Requirement – Starting at the first entry and ending at the line that contains "point(910, 520)", express the entries as a two-column CSV with the headers entry and answer. Give one row per entry, put each field in double quotes, and replace any line breaks with spaces.

Records for this exercise –

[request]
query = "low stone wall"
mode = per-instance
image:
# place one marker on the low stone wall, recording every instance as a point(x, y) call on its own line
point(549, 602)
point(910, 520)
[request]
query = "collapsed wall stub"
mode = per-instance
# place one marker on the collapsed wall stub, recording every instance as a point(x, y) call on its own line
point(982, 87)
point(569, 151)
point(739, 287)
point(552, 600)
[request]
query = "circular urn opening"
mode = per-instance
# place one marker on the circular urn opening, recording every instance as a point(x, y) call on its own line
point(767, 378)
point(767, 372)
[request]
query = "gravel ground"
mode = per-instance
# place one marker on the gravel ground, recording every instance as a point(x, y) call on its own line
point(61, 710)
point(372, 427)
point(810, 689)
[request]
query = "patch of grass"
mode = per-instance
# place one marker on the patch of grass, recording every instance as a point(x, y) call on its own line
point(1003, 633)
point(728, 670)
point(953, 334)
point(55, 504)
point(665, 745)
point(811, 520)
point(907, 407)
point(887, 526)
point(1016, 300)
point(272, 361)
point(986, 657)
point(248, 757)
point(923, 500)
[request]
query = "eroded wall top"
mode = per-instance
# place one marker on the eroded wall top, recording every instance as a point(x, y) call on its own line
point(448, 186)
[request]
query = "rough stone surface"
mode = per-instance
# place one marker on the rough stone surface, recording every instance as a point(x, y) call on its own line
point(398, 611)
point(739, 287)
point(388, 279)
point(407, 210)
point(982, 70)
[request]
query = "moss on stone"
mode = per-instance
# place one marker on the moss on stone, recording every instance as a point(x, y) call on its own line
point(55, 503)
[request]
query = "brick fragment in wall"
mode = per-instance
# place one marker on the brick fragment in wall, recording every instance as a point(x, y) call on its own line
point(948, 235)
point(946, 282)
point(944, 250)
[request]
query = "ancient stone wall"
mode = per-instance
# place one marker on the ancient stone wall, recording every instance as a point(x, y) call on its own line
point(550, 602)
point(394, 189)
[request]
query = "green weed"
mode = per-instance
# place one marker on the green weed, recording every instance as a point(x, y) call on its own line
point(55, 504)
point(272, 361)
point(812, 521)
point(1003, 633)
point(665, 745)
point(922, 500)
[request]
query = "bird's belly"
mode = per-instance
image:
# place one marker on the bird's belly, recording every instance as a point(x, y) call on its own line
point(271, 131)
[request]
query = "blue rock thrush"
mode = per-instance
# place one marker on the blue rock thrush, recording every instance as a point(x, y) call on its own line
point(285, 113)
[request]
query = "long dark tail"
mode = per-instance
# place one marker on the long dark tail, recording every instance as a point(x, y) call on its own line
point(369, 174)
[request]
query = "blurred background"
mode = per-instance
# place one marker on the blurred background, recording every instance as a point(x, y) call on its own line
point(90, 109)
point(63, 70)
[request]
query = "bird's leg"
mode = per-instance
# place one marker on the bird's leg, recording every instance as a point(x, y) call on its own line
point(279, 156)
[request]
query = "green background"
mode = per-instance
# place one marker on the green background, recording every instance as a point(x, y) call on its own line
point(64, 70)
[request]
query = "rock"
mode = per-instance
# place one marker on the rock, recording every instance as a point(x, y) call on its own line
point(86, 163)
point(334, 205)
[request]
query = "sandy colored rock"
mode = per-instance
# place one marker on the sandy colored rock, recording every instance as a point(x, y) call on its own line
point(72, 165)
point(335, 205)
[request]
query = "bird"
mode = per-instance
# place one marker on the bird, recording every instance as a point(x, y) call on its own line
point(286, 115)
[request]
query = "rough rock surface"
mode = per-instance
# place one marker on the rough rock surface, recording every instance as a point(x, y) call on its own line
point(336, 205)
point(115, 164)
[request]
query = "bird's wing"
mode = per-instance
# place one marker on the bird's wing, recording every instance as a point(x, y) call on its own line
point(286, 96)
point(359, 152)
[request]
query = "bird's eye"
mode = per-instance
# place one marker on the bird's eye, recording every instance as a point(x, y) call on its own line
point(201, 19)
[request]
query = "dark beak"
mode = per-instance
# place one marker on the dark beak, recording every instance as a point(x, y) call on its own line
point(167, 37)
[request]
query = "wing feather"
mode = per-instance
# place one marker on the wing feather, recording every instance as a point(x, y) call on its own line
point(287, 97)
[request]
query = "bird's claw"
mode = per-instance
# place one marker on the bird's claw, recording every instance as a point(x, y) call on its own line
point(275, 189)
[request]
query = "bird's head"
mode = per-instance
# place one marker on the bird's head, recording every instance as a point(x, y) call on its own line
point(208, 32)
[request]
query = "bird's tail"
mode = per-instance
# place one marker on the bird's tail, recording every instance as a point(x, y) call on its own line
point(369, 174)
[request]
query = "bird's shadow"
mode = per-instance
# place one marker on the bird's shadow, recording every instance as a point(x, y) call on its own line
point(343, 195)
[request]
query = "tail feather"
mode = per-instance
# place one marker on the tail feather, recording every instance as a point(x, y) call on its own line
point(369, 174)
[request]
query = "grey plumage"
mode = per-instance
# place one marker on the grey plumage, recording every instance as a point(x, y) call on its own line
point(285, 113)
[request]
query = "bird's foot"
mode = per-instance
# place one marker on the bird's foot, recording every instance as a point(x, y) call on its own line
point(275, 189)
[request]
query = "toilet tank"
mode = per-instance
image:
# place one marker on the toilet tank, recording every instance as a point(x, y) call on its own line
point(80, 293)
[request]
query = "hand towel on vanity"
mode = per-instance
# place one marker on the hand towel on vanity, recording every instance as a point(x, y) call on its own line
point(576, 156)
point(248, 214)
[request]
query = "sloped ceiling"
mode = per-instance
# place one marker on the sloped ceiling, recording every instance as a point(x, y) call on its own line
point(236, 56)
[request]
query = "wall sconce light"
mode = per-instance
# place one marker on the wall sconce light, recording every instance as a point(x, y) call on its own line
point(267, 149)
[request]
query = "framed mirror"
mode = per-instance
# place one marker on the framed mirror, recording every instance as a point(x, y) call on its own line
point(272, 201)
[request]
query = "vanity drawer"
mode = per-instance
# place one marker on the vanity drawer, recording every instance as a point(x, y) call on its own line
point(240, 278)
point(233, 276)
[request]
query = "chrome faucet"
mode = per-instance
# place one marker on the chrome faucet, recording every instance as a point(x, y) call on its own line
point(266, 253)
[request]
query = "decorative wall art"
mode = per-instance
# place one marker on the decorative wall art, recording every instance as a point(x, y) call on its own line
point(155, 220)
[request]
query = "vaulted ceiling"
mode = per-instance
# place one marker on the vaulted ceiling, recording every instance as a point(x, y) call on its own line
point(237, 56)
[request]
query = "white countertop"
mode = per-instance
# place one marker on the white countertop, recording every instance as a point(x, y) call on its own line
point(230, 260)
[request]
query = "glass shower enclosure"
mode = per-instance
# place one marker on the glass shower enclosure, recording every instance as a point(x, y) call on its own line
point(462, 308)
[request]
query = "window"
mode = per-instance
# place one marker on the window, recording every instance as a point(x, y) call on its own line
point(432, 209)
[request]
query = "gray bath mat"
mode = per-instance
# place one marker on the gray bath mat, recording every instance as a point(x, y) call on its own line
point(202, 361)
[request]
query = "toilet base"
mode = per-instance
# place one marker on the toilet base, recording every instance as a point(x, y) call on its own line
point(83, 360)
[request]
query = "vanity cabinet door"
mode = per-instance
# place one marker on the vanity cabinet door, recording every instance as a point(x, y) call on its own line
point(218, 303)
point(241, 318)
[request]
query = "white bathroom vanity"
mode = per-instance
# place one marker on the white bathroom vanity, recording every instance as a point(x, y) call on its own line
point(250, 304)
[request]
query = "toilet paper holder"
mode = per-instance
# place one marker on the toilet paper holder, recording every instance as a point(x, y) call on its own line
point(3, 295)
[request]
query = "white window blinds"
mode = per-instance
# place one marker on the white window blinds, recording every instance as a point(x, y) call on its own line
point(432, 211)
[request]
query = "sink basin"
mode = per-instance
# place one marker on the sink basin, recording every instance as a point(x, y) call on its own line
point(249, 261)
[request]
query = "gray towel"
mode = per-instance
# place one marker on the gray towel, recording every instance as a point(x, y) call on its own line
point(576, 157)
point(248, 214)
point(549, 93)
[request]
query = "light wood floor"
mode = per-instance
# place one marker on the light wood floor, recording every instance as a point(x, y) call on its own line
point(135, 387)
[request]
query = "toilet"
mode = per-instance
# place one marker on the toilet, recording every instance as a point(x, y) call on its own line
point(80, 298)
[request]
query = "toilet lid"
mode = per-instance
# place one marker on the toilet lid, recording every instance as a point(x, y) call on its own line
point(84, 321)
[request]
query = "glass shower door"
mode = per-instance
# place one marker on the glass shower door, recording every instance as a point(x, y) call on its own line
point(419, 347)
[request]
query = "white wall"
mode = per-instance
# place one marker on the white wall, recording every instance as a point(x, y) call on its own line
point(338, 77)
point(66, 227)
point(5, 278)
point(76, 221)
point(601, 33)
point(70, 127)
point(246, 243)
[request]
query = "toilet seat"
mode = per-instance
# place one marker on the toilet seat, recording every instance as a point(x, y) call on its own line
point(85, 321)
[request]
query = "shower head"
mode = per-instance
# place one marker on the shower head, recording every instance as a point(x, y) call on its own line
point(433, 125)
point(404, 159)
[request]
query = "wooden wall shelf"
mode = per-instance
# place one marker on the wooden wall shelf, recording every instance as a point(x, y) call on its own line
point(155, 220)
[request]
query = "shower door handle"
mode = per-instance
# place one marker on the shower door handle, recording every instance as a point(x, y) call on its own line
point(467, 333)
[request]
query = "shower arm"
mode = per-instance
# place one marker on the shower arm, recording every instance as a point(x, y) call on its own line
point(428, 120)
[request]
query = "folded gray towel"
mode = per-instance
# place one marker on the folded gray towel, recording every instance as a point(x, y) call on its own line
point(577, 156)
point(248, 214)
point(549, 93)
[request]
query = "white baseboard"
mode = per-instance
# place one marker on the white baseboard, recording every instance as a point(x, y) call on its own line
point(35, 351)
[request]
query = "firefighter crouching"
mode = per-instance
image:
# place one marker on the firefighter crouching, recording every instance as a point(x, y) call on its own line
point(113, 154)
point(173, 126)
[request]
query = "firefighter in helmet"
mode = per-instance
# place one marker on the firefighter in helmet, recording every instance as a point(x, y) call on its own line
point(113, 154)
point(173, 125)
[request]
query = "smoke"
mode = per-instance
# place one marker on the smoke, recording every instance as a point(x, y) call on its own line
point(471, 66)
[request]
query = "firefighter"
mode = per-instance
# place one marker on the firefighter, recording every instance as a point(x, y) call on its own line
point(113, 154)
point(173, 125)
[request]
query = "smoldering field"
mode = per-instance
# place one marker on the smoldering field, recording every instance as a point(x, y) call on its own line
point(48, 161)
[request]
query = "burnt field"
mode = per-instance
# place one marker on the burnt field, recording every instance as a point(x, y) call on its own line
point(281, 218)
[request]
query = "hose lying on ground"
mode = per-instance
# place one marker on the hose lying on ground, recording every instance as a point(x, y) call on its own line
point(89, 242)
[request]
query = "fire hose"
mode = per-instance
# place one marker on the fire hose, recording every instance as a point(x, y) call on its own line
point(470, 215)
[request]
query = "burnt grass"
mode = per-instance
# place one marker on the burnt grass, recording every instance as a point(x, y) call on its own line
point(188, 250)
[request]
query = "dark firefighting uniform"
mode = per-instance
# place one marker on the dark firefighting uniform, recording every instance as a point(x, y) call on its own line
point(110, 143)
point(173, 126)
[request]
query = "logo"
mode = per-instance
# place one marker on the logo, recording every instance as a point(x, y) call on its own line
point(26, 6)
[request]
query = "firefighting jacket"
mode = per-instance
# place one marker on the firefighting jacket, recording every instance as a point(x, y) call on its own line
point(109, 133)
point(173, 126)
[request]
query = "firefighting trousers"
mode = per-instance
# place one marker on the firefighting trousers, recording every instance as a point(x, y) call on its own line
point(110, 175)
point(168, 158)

Exercise answer –
entry,answer
"[request] query = ""low stone wall"" mode = per-instance image: # place one marker on the low stone wall, recording every instance as a point(x, y) call on its own line","point(549, 602) point(910, 520)"